== RECORDED DATA
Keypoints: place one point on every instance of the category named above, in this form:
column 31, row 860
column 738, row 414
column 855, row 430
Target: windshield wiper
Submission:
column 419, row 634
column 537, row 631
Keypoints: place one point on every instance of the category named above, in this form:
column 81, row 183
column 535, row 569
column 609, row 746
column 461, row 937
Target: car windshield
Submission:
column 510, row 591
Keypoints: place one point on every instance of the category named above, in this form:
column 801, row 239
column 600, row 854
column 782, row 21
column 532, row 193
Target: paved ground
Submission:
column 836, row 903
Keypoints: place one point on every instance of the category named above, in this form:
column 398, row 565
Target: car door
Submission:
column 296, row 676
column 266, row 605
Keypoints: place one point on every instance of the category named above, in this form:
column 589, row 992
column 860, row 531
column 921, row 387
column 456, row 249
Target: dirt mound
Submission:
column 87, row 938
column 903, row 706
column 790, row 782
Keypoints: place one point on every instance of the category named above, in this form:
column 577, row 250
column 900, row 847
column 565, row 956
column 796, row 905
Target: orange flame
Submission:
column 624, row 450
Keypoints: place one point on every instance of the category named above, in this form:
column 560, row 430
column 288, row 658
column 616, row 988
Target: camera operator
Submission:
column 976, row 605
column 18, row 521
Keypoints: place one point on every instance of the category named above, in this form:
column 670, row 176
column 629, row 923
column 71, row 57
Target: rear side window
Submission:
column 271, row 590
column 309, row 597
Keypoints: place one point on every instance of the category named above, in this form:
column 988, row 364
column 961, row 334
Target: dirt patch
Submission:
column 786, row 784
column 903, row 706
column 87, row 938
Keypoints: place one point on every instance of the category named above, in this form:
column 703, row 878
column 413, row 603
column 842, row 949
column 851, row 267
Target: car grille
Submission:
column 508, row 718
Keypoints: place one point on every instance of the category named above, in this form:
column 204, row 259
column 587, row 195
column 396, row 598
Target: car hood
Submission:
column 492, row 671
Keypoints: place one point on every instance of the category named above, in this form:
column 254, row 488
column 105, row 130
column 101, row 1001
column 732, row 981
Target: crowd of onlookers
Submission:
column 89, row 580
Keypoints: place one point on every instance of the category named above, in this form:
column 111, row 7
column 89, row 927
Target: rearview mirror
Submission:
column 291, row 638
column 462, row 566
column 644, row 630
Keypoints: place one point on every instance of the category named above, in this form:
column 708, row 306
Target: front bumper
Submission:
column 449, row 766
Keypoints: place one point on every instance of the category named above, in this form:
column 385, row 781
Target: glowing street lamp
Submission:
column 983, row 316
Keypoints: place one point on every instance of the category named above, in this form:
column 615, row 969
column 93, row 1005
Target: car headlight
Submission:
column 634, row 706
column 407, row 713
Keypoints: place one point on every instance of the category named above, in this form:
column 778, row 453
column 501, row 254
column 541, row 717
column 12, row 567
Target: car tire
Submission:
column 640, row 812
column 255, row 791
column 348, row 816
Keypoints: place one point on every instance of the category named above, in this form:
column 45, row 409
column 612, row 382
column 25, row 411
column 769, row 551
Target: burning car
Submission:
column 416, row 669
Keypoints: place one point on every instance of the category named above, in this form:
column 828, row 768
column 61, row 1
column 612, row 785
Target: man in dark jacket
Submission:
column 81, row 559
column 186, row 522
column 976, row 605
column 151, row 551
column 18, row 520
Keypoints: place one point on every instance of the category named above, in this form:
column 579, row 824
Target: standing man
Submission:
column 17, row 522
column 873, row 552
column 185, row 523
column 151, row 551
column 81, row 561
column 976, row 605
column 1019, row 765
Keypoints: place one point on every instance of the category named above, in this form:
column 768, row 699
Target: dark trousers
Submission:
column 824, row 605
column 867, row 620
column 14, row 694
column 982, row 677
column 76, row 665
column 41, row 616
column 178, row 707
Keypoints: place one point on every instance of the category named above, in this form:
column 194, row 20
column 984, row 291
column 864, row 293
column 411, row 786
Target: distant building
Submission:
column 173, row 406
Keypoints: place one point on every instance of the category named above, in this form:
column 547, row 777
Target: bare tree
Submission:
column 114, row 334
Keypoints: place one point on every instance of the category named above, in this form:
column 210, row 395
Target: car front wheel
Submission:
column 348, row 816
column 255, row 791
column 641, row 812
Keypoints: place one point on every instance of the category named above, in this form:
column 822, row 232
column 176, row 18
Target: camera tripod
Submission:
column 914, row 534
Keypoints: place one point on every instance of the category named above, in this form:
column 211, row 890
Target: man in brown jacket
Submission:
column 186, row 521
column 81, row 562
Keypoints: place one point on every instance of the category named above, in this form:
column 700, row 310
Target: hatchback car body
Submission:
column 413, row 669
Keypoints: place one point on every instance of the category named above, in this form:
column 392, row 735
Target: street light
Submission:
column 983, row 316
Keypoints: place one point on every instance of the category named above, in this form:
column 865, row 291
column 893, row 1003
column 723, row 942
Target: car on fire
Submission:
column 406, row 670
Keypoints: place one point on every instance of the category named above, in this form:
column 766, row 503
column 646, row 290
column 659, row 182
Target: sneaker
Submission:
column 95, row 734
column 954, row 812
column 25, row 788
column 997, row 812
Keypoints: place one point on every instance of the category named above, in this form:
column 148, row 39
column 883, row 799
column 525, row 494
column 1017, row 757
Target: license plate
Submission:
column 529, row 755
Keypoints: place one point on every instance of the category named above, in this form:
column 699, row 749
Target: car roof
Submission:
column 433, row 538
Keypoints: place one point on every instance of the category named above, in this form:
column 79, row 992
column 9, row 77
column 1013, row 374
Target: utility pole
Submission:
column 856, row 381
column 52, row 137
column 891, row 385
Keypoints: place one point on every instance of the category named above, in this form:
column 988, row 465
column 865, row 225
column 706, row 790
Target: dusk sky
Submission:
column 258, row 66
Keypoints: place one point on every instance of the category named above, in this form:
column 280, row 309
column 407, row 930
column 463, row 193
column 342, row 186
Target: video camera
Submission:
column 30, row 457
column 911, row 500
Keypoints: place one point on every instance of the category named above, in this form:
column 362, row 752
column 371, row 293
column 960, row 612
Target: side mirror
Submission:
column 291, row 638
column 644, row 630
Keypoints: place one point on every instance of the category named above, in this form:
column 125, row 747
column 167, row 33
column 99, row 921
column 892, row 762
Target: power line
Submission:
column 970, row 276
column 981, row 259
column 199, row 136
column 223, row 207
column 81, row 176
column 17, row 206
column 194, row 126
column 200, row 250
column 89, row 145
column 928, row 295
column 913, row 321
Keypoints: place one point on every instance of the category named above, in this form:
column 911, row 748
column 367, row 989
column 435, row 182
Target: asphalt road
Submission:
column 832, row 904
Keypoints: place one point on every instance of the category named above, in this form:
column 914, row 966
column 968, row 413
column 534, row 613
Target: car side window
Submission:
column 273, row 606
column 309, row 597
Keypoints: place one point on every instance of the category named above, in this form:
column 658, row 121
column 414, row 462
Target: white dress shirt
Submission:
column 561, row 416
====
Each line above with the string "window" should be reported in full.

Target: rear side window
Target: car side window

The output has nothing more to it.